- [Directions]:
Can you render every line of the records below as a Markdown table with two columns, Row for the row number and Line for the line itself? Leave out blank lines and keep the pictures out of the answer.

-- START Extracted data --

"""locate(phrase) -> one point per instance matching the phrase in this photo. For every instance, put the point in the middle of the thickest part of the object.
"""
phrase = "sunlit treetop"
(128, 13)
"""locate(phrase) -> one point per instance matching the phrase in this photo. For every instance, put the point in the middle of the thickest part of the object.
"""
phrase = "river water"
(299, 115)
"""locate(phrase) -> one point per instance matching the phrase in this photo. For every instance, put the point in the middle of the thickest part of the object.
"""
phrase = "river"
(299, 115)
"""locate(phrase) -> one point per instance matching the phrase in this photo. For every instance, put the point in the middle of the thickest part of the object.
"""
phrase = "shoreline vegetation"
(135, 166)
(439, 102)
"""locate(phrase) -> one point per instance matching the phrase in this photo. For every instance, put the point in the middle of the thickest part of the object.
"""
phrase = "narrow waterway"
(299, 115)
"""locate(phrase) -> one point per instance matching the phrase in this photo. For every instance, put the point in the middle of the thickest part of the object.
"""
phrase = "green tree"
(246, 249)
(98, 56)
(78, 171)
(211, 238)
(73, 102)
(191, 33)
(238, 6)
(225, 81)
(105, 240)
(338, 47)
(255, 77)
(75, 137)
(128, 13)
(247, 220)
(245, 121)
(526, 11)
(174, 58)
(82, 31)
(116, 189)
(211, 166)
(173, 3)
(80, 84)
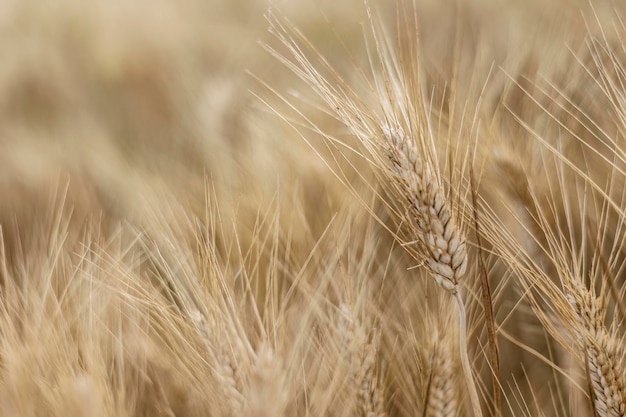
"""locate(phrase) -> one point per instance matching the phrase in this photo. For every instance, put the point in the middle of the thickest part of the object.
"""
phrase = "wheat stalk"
(441, 393)
(441, 241)
(603, 355)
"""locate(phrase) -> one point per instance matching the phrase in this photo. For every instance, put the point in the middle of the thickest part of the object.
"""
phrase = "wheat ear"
(603, 355)
(441, 243)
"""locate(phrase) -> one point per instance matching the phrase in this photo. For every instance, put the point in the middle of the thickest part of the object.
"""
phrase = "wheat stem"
(465, 362)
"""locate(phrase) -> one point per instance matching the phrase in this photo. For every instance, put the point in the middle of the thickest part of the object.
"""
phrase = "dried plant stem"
(442, 391)
(465, 362)
(494, 356)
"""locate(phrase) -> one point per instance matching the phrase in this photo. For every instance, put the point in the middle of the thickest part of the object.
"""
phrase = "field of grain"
(312, 208)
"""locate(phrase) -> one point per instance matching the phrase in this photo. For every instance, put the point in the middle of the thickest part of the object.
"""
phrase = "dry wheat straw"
(604, 355)
(442, 242)
(266, 395)
(361, 347)
(226, 366)
(441, 396)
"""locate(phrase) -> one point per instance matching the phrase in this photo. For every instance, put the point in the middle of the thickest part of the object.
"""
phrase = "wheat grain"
(442, 242)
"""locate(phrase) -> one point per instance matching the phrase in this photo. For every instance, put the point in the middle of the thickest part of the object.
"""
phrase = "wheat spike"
(442, 393)
(441, 240)
(603, 354)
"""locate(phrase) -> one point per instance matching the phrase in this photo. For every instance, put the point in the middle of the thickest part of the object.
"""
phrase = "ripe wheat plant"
(359, 208)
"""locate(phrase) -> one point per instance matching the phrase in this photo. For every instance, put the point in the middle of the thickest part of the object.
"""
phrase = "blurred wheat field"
(348, 208)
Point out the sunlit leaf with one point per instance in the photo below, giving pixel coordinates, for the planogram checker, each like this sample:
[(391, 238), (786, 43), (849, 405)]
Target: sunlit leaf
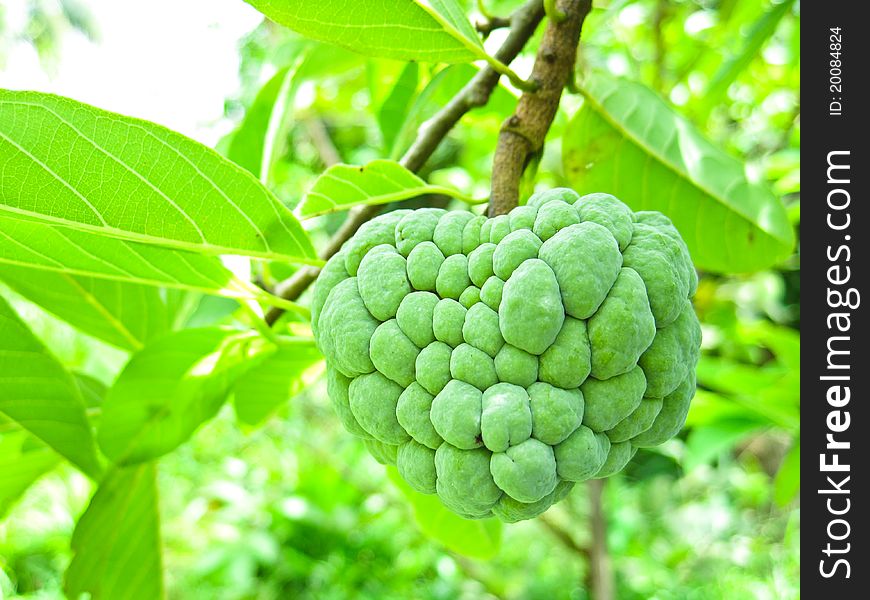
[(394, 109), (627, 141), (419, 30), (249, 147), (437, 93), (38, 394), (23, 460), (379, 182), (125, 315), (116, 542), (35, 245), (71, 164), (260, 391), (756, 36), (787, 483), (475, 538), (171, 387)]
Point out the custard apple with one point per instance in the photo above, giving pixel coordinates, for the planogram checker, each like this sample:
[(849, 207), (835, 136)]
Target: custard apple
[(496, 362)]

-- END Extracted data --

- [Solution for this problem]:
| Row | Line |
|---|---|
| 1 | """locate(phrase) -> one point per instance matching the phrase in this photo. For every instance, put the point in the middle of the thickest part of the object. |
| 2 | """ |
| 3 | phrase = "sunlit treetop" |
| 4 | (128, 13) |
| 5 | """locate(phrase) -> one point per instance matching the phrase in this photo. For every instance, put the point in the middle of the thickest part of the object. |
| 6 | """ |
| 7 | phrase = "river water" |
| 8 | (299, 115) |
| 9 | """locate(phrase) -> one point per instance matching the phrase in this photo. For every instance, put the point in the middle of the thickest part of the object. |
| 10 | """ |
| 11 | phrase = "river" |
| 12 | (299, 115) |
| 13 | """locate(phrase) -> one point per instance matching the phrase in this photo. For every instance, put the point in the middle of the thickest part of the object. |
| 14 | """ |
| 15 | phrase = "shoreline vegetation" |
| 16 | (135, 166) |
| 17 | (439, 102) |
| 18 | """locate(phrase) -> one point per instance matching the phrase in this photo. For every instance, put the point in the middle of the thickest part of the object. |
| 19 | """ |
| 20 | phrase = "narrow waterway" |
| 21 | (299, 115) |
| 22 | """locate(phrase) -> one point per instance matching the phrase in this photo. For every instance, put the point in the middle of the thickest part of the object. |
| 23 | """ |
| 24 | phrase = "green tree" |
| 25 | (246, 249) |
| 26 | (98, 56) |
| 27 | (78, 171) |
| 28 | (211, 238) |
| 29 | (73, 102) |
| 30 | (191, 33) |
| 31 | (238, 6) |
| 32 | (225, 81) |
| 33 | (105, 240) |
| 34 | (338, 47) |
| 35 | (255, 77) |
| 36 | (75, 137) |
| 37 | (128, 13) |
| 38 | (247, 220) |
| 39 | (245, 121) |
| 40 | (526, 11) |
| 41 | (174, 58) |
| 42 | (82, 31) |
| 43 | (116, 189) |
| 44 | (211, 166) |
| 45 | (173, 3) |
| 46 | (80, 84) |
| 47 | """locate(phrase) -> one point per instance matching the phrase in this photo. For every instance, put the point in the middle of the thickest part of the object. |
| 48 | """ |
| 49 | phrase = "wheat stalk" |
| 50 | (441, 393) |
| 51 | (441, 241) |
| 52 | (603, 355) |
| 53 | """locate(phrase) -> one point per instance matching the phrase in this photo. For every instance, put the point in the middle of the thickest part of the object. |
| 54 | """ |
| 55 | phrase = "wheat ear" |
| 56 | (603, 355) |
| 57 | (441, 243) |
| 58 | """locate(phrase) -> one point per instance matching the phrase in this photo. For every instance, put the point in the middle of the thickest part of the object. |
| 59 | """ |
| 60 | phrase = "wheat stem" |
| 61 | (465, 362) |
| 62 | """locate(phrase) -> one point per instance matching the phrase in this photo. For every instance, put the point in the middle of the thickest part of the object. |
| 63 | """ |
| 64 | phrase = "dried plant stem" |
| 65 | (442, 391) |
| 66 | (465, 362) |
| 67 | (494, 356) |
| 68 | """locate(phrase) -> one point per instance matching the phrase in this photo. For every instance, put the point in the middle of the thickest part of the object. |
| 69 | """ |
| 70 | phrase = "field of grain" |
| 71 | (312, 208) |
| 72 | """locate(phrase) -> one point per instance matching the phrase in this photo. For every instance, put the point in the middle of the thickest part of the object. |
| 73 | """ |
| 74 | phrase = "dry wheat straw" |
| 75 | (604, 355) |
| 76 | (442, 242) |
| 77 | (266, 395) |
| 78 | (361, 347) |
| 79 | (226, 366) |
| 80 | (441, 396) |
| 81 | """locate(phrase) -> one point per instance matching the phrase in this photo. For every instance, put the point in the middle of the thickest part of the object. |
| 82 | """ |
| 83 | phrase = "wheat grain" |
| 84 | (442, 242) |
| 85 | """locate(phrase) -> one point per instance matching the phrase in this photo. For every instance, put the point in the middle of the thickest part of the object. |
| 86 | """ |
| 87 | phrase = "wheat spike" |
| 88 | (442, 393) |
| 89 | (441, 240) |
| 90 | (603, 354) |
| 91 | """locate(phrase) -> one point per instance matching the phrase in this photo. For every instance, put the point in the middle of the thickest part of the object. |
| 92 | """ |
| 93 | phrase = "ripe wheat plant" |
| 94 | (359, 208) |
| 95 | """locate(phrase) -> one point per instance matching the phrase in this photo. For every instance, put the point in the middle of the thickest part of the object. |
| 96 | """ |
| 97 | phrase = "blurred wheat field" |
| 98 | (348, 208) |
| 99 | Point out the sunlit leaf with one point per instance in the photo below, giving pixel coordinates, for the planogram checker, each like this sample: |
| 100 | [(391, 238), (786, 43), (849, 405)] |
| 101 | Target: sunlit leaf |
| 102 | [(394, 109), (627, 141), (419, 30), (249, 147), (437, 93), (38, 394), (23, 460), (379, 182), (125, 315), (116, 542), (35, 245), (71, 164), (260, 391), (756, 36), (787, 483), (475, 538), (171, 387)] |
| 103 | Point out the custard apple with one point per instance in the photo above, giving pixel coordinates, for the planogram checker, each like this sample: |
| 104 | [(849, 207), (835, 136)] |
| 105 | Target: custard apple |
| 106 | [(496, 362)] |